### [Records from a dataset]

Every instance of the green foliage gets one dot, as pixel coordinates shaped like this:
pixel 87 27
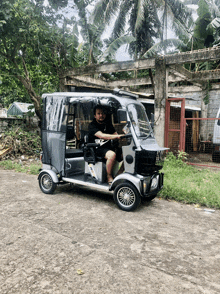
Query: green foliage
pixel 33 49
pixel 187 184
pixel 32 169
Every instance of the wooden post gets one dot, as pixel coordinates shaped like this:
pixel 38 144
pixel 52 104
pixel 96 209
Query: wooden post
pixel 161 93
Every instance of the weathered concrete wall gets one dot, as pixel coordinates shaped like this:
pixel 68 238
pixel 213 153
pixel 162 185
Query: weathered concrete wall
pixel 194 98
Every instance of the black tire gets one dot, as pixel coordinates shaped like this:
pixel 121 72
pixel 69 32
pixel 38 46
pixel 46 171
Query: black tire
pixel 216 157
pixel 46 183
pixel 127 197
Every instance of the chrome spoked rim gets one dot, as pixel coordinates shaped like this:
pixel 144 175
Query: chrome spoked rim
pixel 46 182
pixel 126 197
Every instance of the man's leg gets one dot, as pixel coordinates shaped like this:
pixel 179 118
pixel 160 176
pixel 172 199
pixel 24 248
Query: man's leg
pixel 110 157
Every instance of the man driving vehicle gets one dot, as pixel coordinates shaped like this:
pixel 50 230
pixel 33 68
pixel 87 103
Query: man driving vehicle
pixel 101 128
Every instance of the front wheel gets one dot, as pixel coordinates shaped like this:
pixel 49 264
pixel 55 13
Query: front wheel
pixel 46 183
pixel 127 197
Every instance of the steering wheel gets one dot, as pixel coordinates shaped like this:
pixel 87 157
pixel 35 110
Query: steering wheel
pixel 127 136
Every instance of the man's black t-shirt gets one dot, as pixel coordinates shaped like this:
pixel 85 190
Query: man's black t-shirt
pixel 106 128
pixel 94 127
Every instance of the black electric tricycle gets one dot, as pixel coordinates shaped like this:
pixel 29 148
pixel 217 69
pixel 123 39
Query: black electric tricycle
pixel 68 157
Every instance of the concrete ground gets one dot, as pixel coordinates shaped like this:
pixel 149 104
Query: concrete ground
pixel 76 241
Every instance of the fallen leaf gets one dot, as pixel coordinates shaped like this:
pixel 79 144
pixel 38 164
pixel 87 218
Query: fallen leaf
pixel 80 272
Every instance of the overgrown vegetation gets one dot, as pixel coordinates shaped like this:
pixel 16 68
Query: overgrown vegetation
pixel 187 184
pixel 32 169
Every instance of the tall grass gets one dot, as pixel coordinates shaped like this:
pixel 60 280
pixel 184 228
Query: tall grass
pixel 188 184
pixel 31 169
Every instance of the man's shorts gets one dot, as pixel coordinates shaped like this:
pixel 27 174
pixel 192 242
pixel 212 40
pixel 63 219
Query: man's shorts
pixel 101 151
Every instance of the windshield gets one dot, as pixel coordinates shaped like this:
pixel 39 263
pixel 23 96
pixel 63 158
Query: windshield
pixel 139 120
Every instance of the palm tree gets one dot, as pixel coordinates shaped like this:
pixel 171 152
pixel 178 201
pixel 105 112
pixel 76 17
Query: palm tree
pixel 145 20
pixel 92 33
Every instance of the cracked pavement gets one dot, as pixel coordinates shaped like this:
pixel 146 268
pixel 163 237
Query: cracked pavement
pixel 78 241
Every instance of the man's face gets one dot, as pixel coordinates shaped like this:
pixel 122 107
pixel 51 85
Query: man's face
pixel 100 115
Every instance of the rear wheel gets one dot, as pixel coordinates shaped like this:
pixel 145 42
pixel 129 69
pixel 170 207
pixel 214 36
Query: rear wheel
pixel 216 156
pixel 127 197
pixel 46 183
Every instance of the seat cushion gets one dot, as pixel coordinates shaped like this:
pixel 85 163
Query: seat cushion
pixel 72 153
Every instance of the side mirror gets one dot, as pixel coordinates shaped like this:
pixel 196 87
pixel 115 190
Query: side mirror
pixel 152 120
pixel 122 116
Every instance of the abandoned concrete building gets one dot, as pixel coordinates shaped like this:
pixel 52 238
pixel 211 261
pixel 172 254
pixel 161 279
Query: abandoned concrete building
pixel 175 90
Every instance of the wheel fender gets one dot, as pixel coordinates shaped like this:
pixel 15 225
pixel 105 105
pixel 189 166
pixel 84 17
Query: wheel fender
pixel 51 173
pixel 125 177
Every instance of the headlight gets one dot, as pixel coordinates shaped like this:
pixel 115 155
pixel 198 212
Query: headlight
pixel 154 183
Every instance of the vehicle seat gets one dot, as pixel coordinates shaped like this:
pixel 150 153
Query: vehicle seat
pixel 89 149
pixel 73 153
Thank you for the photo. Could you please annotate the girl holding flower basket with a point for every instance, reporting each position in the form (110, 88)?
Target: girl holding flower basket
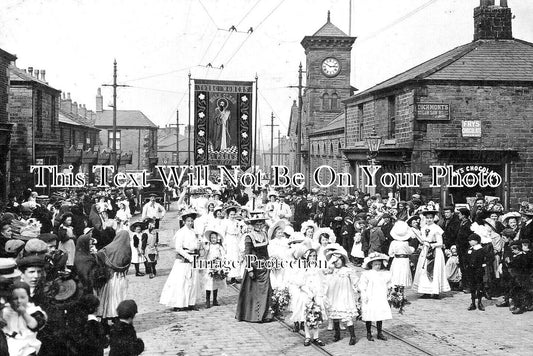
(312, 290)
(374, 286)
(215, 278)
(341, 293)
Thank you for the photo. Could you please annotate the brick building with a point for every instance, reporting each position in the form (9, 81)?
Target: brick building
(5, 127)
(469, 107)
(79, 136)
(34, 113)
(136, 136)
(327, 84)
(167, 148)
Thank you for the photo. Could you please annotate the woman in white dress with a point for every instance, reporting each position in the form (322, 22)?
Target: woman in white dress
(400, 251)
(181, 288)
(232, 244)
(430, 276)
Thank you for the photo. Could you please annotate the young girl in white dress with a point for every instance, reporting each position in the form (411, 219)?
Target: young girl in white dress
(213, 251)
(341, 292)
(374, 286)
(400, 251)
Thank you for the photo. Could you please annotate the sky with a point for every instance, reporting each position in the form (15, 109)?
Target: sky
(158, 42)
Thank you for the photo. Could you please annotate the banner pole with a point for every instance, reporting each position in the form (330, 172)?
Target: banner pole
(255, 134)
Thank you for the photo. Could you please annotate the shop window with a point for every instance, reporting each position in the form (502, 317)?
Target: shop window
(110, 139)
(392, 117)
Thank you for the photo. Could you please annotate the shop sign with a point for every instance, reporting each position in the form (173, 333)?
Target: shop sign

### [Task goal]
Pictures are to be left out; please print the rest of the records above word for word.

### [Written solution]
Every instance of the green foliage gets one dot, as pixel coordinates shaped like this:
pixel 87 27
Query: green foliage
pixel 33 49
pixel 187 184
pixel 32 169
Every instance of the wooden post gets one dot, as pixel coordinates shaped like this:
pixel 38 144
pixel 52 104
pixel 96 209
Query: wooden post
pixel 161 93
Every instance of the weathered concrete wall gets one dot, as pixel coordinates shaped like this:
pixel 68 238
pixel 213 153
pixel 162 185
Query: weathered concrete wall
pixel 194 98
Every instance of the black tire gets one dot, as pixel coordinates shaped like this:
pixel 121 72
pixel 69 32
pixel 38 46
pixel 46 171
Query: black tire
pixel 216 157
pixel 46 183
pixel 127 197
Every instance of the chrome spoked rim gets one dot, as pixel coordinates shaped like this:
pixel 144 175
Query: chrome spoked rim
pixel 46 182
pixel 126 197
Every instance of the man's leg gets one dot, as pixel coordinates shaped like this:
pixel 179 118
pixel 160 176
pixel 172 199
pixel 24 248
Query: man's leg
pixel 110 157
Every instance of the man driving vehicle gets one dot, as pixel coordinates shaped like this:
pixel 50 230
pixel 33 68
pixel 87 103
Query: man driving vehicle
pixel 101 128
Every instance of the front wheel gets one dot, as pixel coordinates shaped like this:
pixel 49 264
pixel 55 13
Query: front wheel
pixel 46 183
pixel 127 197
Every instance of the steering wheel gets one dot, as pixel coordinates shaped like this:
pixel 87 157
pixel 35 110
Query: steering wheel
pixel 127 136
Every instance of the man's black t-shirt gets one dot, as pixel coordinates shaped like this:
pixel 85 190
Query: man's black t-shirt
pixel 106 128
pixel 94 127
Every instance of the black electric tricycle gets one dot, as pixel coordinates shaped like this:
pixel 29 148
pixel 217 69
pixel 123 39
Query: black electric tricycle
pixel 68 157
Every instance of the concrete ground gets one dot, as pixel coordinates shaped like this:
pixel 149 104
Query: concrete ground
pixel 76 241
Every instance of the fallen leaf gets one dot, as pixel coordinates shaped like this:
pixel 79 144
pixel 38 164
pixel 87 218
Query: fallen leaf
pixel 80 272
Every instance of the overgrown vegetation gets one dot, as pixel coordinates shaped like this:
pixel 16 68
Query: overgrown vegetation
pixel 187 184
pixel 32 169
Every instance of the tall grass gets one dot, as pixel coordinates shaped like this:
pixel 60 280
pixel 184 228
Query: tall grass
pixel 188 184
pixel 31 169
Every instance of the man's shorts gets one dot, as pixel coordinates shaped like this:
pixel 27 174
pixel 192 242
pixel 212 40
pixel 63 219
Query: man's shorts
pixel 101 151
Every instance of the windshield gets one dot, as pixel coordinates shaped like this:
pixel 39 263
pixel 23 96
pixel 63 158
Query: windshield
pixel 139 120
Every instance of the palm tree gets one dot, as pixel coordinates shaped like this:
pixel 171 152
pixel 178 201
pixel 105 112
pixel 76 17
Query: palm tree
pixel 145 20
pixel 92 33
Every instance of the cracked pavement gets one dot, as pixel coordinates shaped like this:
pixel 146 268
pixel 163 237
Query: cracked pavement
pixel 78 241
Every instance of the man's face gets one dot, as pixel coordinates shaped like this:
pixel 122 107
pixel 51 85
Query: man's face
pixel 100 115
Every instance of the rear wheel gets one dot, as pixel coordinates shaped like this:
pixel 145 42
pixel 129 69
pixel 170 207
pixel 214 36
Query: rear wheel
pixel 216 156
pixel 127 197
pixel 46 183
Every instance of the seat cushion gets one dot, as pixel coordinates shaped like this:
pixel 85 163
Query: seat cushion
pixel 72 153
Every instance of the side mirror gets one dot, as pixel coordinates shaped like this:
pixel 196 87
pixel 115 190
Query: side mirror
pixel 152 120
pixel 122 116
Every instance of the abandoned concrete building gets one dot, as pixel coordinates shaped like this:
pixel 52 238
pixel 211 261
pixel 172 254
pixel 161 279
Query: abandoned concrete building
pixel 175 90
Every instance of the wheel fender gets one dot, as pixel coordinates shaped like this:
pixel 15 225
pixel 105 105
pixel 189 166
pixel 84 17
Query: wheel fender
pixel 51 173
pixel 125 177
Every instance of the headlight gets one dot, as pixel coordinates shaped like this:
pixel 115 155
pixel 198 212
Query: headlight
pixel 154 183
Every instance of the vehicle seat gets one dot, as pixel coordinates shaped like this:
pixel 150 153
Query: vehicle seat
pixel 89 149
pixel 73 153
Thank you for the photo. Could you please annotate the girl holding flower basket with a point for every instance, reporting each position in the form (110, 88)?
Target: girl holding flower basket
(312, 290)
(374, 286)
(215, 278)
(341, 293)
Thank you for the photo. Could you please annotate the brick building with a point for every instance, reporting each position in the form (9, 81)?
Target: brick building
(5, 127)
(469, 107)
(79, 136)
(34, 113)
(136, 136)
(327, 84)
(167, 148)
Thank you for the photo. Could you please annotate the woman in white dress with a point for every instance, reporting each position in the form (322, 22)?
Target: woman in white dress
(400, 251)
(181, 288)
(232, 244)
(430, 276)
Thank you for the photo. Could you please annotate the young girl in white dress with a point for every instance, reporting each position in the form (411, 219)?
Target: young girl in white dress
(213, 251)
(341, 292)
(374, 286)
(400, 251)
Thank you for the photo. Could you please annotate the sky with a point for every instance, reporting each position in the form (15, 109)?
Target: sky
(158, 42)
Thank you for the photo. Could you please annotate the banner pole with a point for every instance, reporting each position in the form (330, 172)?
Target: banner pole
(255, 134)
Thank you for the photo. Could you please annotate the shop window with a point for every instance, reporting each position in the form (502, 317)?
Target: shop window
(110, 139)
(392, 117)
Thank you for the photo. Could you please annotate the shop sign with a point for every instance, reporting each position in the form (173, 333)?
Target: shop sign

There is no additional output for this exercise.